● Data records
-*-
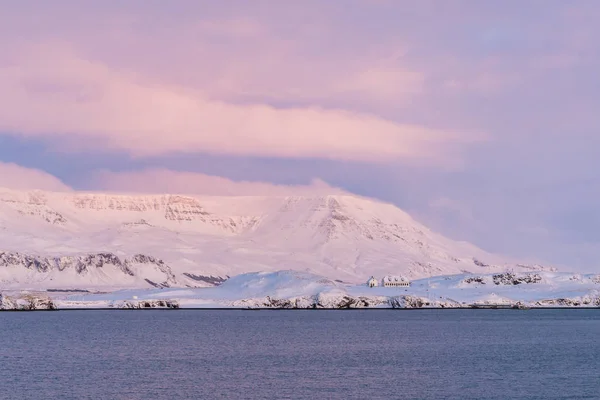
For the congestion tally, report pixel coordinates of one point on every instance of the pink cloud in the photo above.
(13, 176)
(84, 100)
(167, 181)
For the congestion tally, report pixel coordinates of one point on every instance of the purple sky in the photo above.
(479, 117)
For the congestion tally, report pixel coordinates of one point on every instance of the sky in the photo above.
(478, 117)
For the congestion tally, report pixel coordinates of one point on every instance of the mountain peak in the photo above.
(340, 236)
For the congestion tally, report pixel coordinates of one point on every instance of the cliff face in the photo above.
(341, 237)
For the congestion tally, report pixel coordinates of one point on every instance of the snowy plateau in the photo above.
(78, 250)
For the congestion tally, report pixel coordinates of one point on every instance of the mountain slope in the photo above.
(199, 238)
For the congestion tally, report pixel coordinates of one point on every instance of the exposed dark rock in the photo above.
(212, 280)
(26, 302)
(474, 279)
(480, 263)
(509, 278)
(147, 304)
(85, 263)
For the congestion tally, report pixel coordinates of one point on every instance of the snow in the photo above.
(293, 289)
(340, 237)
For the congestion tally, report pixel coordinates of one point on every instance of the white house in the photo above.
(395, 281)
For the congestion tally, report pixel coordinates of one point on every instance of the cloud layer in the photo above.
(74, 90)
(13, 176)
(166, 181)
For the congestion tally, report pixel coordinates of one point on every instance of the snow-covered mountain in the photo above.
(58, 240)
-*-
● Your goal
With the pictures excluded, retype the records above verbatim.

● Solution
For the congestion tally, report pixel coordinates of one point on every instance of the pink cloud in the photo above.
(13, 176)
(84, 100)
(167, 181)
For the congestion tally, report pixel coordinates of one point on every instance of the purple sky in the photo above.
(479, 117)
For the congestion tally, report pixel coordinates of one point on every instance of the sky in the photo above.
(478, 117)
For the congestion tally, report pixel coordinates of one point on every instance of the mountain peak in the photo above.
(340, 236)
For the congestion tally, report pixel coordinates of one point on every instance of the cliff face in the photo above.
(341, 237)
For the congestion tally, report pixel coordinates of one point on every instance of the snowy plateau in the photo above.
(78, 250)
For the congestion tally, report pixel coordinates of one point on every instance of the mountain slope in the photo above.
(199, 238)
For the congestion tally, report pixel coordinates of one point on every instance of the exposed dark rock in the photo above.
(212, 280)
(26, 302)
(474, 279)
(480, 263)
(509, 278)
(147, 304)
(85, 263)
For the congestion tally, report pixel coordinates of one point on every instance of the snow in the photo above.
(293, 289)
(340, 237)
For the congestion tally, report pixel coordinates of one point on every instance of the white house in the photo above.
(395, 281)
For the congestion tally, report pixel coordinates of one point on every instance of the cloud layer in the photo above.
(74, 90)
(13, 176)
(166, 181)
For the congestion tally, report pixel coordinates of one point on every instance of the snow-covered mountain in the photo above.
(58, 240)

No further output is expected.